─── DATA EXCERPTS
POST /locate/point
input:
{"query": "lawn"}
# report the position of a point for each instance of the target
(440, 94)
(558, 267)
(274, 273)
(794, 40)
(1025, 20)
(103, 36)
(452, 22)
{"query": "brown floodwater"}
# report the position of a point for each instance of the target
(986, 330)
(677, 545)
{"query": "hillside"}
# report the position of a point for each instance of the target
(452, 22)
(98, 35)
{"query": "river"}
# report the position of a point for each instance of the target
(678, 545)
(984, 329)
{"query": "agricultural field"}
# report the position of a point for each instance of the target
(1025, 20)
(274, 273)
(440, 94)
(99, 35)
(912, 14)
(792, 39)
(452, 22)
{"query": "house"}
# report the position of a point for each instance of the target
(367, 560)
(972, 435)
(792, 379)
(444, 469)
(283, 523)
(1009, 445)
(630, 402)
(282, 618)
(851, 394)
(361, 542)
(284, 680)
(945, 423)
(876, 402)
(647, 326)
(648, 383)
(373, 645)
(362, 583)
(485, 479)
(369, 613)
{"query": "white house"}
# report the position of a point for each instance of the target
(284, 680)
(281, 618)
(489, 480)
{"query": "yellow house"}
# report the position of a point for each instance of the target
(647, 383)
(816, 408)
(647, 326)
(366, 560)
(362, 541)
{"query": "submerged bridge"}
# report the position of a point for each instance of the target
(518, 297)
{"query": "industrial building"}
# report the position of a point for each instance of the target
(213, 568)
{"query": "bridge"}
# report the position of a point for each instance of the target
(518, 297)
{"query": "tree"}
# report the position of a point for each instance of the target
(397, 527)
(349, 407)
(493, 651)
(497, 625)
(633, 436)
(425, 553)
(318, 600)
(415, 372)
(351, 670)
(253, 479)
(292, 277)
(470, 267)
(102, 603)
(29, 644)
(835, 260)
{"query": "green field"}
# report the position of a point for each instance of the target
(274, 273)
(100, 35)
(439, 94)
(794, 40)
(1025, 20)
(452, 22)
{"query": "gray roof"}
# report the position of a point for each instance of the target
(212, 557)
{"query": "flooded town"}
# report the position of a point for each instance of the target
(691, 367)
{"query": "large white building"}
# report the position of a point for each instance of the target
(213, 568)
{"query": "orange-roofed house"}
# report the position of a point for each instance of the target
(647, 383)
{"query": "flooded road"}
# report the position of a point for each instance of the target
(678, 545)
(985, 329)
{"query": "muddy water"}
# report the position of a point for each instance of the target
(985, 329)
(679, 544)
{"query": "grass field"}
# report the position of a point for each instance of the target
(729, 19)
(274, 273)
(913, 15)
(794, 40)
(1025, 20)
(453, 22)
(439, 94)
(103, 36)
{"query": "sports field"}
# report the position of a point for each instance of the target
──────
What lines of the material above hold the string "flooded"? Please copy them.

{"query": "flooded town"}
{"query": "flooded road"}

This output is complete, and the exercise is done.